(Problems to work on):
[1] Copy the post on The True Heart word for word, from "Saturday, February 28, 2009" to "Virago Modern Classics.".
[2] According to the post on The True Heart, in what year is the retelling set?
>> START Reading passage
Saturday, February 28, 2009

Project 1929: "The True Heart"

Sylvia Townsend Warner, The True Heart. Originally published by Chatto & Windus, 1929. Reprinted by Virago Modern Classics.

The True Heart, as Sylvia Townsend Warner reveals in her very brief introduction to the Virago reprint, is based on the story of Eros and Psyche as told in Apuleius's The Golden Ass. The story in Apuleius is a folktale embedded in the larger narrative, a tale about the love of a beautiful mortal girl, Psyche, for the immortal Eros (Cupid), and about the quest she must undergo before she can be united with her love. Warner's veiled retelling is set in Victorian England, in the year 1873. Sukey Bond (Psyche) is a poor orphan who goes into service as a maid for a farm family in the Essex marshes, where she falls in love with Eric (Eros), the "idiot" son whom Mrs. Seaborn (Venus) has sent away to live on the farm. When Sukey's love for Eric is revealed, Mrs. Seaborn arrives to take him home, and Sukey begins her long journey to find him again—a journey that takes her to Buckingham Palace and an audience with Queen Victoria.
>> END Reading passage
>> START Information provided
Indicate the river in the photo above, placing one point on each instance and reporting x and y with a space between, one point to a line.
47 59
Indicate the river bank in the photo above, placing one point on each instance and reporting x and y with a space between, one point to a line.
>> END Information provided
(Final results):
[1]
Saturday, February 28, 2009

Project 1929: "The True Heart"

Sylvia Townsend Warner, The True Heart. Originally published by Chatto & Windus, 1929. Reprinted by Virago Modern Classics.

[2] 1873